Set problem:
Starting at the line that contains "Put a point on the record" and ending at the last line of the data, copy out every line and shift each coordinate by -53.

++++ Data shown ++++

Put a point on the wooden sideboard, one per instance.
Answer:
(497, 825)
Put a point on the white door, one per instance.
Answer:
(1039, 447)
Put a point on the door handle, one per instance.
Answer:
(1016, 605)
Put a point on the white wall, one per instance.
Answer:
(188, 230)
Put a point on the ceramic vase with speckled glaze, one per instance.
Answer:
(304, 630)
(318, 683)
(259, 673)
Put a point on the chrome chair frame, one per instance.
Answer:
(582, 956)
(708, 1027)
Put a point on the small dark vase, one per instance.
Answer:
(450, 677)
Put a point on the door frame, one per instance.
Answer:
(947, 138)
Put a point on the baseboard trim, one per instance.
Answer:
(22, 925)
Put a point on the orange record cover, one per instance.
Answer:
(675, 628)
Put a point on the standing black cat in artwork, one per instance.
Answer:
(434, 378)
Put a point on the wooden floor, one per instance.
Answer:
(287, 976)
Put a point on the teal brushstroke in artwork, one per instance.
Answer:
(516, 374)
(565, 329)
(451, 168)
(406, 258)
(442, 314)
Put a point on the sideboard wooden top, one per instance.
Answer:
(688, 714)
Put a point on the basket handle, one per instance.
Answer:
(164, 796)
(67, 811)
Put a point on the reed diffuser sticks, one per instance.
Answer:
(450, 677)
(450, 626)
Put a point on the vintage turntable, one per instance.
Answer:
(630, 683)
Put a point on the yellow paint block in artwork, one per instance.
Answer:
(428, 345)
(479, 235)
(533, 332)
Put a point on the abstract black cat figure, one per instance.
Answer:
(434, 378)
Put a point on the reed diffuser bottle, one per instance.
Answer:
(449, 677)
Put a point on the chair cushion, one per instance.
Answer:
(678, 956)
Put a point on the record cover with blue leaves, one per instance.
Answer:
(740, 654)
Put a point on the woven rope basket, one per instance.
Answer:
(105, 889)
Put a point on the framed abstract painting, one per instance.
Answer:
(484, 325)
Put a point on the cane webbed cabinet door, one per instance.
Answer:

++++

Answer to the problem:
Put a point on the record cover with blue leaves, one per instance.
Answer:
(687, 601)
Put a point on the woven rope basket, one per instance.
Answer:
(52, 836)
Put a point on the framed abstract painting, one per instance.
Answer:
(431, 272)
Put a point on the cane webbed cabinet door, one per instance.
Answer:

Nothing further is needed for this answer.